BEGIN SUPPLIED MATERIAL
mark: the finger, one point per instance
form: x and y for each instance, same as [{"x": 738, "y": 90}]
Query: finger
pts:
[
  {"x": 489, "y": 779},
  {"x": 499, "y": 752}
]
END SUPPLIED MATERIAL
## WHAT NEEDS TO BE DONE
Reproduce the listing above verbatim, keeping every line and character unchanged.

## SOLUTION TO THE EXERCISE
mark: the finger, one point per instance
form: x and y for each instance, same as [{"x": 738, "y": 90}]
Query: finger
pts:
[
  {"x": 489, "y": 779},
  {"x": 499, "y": 752}
]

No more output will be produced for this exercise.